Content starts

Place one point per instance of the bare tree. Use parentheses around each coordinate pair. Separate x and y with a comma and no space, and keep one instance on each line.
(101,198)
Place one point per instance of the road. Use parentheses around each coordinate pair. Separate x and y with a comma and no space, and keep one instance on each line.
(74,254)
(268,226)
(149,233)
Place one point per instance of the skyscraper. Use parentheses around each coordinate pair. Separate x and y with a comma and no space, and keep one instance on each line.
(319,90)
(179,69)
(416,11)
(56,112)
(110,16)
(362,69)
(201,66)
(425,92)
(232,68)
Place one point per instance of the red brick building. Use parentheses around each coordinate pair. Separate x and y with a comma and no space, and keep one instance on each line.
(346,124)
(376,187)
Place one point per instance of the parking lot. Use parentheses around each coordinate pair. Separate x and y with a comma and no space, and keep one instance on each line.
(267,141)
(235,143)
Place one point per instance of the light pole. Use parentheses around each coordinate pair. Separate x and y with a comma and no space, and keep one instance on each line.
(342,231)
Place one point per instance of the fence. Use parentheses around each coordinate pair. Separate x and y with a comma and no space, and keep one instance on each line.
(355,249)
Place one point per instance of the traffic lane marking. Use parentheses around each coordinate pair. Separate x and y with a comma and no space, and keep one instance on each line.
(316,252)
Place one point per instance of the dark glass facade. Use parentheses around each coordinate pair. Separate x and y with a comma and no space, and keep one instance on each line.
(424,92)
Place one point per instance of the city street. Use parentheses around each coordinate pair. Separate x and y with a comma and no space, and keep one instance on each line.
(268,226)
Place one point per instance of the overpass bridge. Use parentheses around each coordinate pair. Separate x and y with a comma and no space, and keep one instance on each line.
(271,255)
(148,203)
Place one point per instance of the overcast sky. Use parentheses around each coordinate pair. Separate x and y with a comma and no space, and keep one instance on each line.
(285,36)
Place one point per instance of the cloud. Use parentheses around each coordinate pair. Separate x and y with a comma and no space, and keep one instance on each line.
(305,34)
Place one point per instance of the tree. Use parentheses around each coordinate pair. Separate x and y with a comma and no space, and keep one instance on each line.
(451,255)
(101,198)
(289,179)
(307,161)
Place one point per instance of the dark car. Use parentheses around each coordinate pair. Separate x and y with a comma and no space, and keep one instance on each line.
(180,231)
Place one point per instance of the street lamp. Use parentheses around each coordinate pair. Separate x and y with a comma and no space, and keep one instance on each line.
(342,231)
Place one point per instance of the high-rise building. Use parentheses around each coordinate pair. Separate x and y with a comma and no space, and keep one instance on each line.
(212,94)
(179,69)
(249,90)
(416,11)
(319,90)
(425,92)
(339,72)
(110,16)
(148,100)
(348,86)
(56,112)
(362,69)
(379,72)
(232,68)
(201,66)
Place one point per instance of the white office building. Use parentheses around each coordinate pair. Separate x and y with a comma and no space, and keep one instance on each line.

Content ends

**ABOUT THIS TASK**
Would you set down all of the entries again, word for word?

**RESULT OF THE EXERCISE**
Place one point per instance of the bare tree. Use parentheses around each coordinate pair. Separate x and y with a comma and no space, and keep one instance on each line.
(101,198)
Place one point per instance of the road. Use parentheses around each coordinate pair. Separate x and y with a comma and no space, and keep one instance on each line.
(74,254)
(268,226)
(149,233)
Place one point per instance of the skyscraper. Use parentheses around each coordinate pair. Separate x and y with a comma and no space, and keep one instance on each line.
(319,90)
(179,69)
(416,11)
(56,112)
(110,16)
(362,69)
(201,66)
(425,92)
(232,68)
Place one point per instance of the red brick building. Use parentheses around each coordinate pair. Separate x and y with a comma and no space, and keep one instance on each line.
(346,124)
(376,187)
Place one point per instance of the parking lot. Use parentheses around each coordinate pair. Separate x and y with a comma and no space, and keep one instance on each line.
(267,141)
(235,143)
Place one point per instance of the light pole. Use parentheses around each coordinate pair. Separate x and y with a comma and no space, and keep one instance on each line.
(342,231)
Place one point per instance of the fence. Use parentheses around each coordinate pair. Separate x and y with a comma and no space, and keep one instance on each line.
(355,249)
Place one point per instance of the traffic lane marking. Use parentheses around each coordinate pair. Separate x and y with a comma and no space, and keep one instance on each line.
(316,252)
Place one point per instance of the dark glass facade. Use parentheses around each coordinate pair. Separate x and y with a comma and no space, and keep one instance on each line.
(424,92)
Place one point per instance of the city street. Use parentheses around each coordinate pair. Separate x and y with a comma and no space, and keep one instance on each line.
(268,226)
Place one point per instance of the overpass bridge. Use parentheses around each coordinate pair. Separate x and y with a comma and no space, and keep one instance on each line.
(271,255)
(148,203)
Place one point per instance of the overcast sky. Use parentheses around each coordinate pair. Separate x and y with a comma and no space, and keep one instance on each line.
(285,36)
Place one point per instance of the cloud. Use parentheses around each coordinate pair. Separate x and y with a comma and no space, and keep one instance on each line.
(305,34)
Place one point per instance of the tree. Use parentheses around each coordinate pair. Separate x and y with a comma and no space, and keep one instance on each line.
(451,255)
(101,198)
(289,179)
(307,161)
Place one point per instance of the dark car. Use parentheses around each coordinate pair. Separate x and y with a comma and no space, and keep one instance on each line.
(180,231)
Place one point per instance of the street lamp. Use parentheses around each coordinate pair. Separate x and y with a comma and no space, and keep one instance on each line.
(342,231)
Place one point per instance of the high-rise building. Use parentheses around each coordinate pair. Separate x and y with a comma and no space, and keep one instance on each line.
(212,94)
(179,69)
(249,90)
(416,11)
(319,90)
(425,92)
(339,72)
(110,16)
(148,100)
(348,86)
(56,112)
(362,69)
(379,72)
(232,68)
(201,66)
Place one point per instance of the white office building. Use parentheses around each coordinate pair. Separate x and y with a comma and no space, and keep one instance on each line.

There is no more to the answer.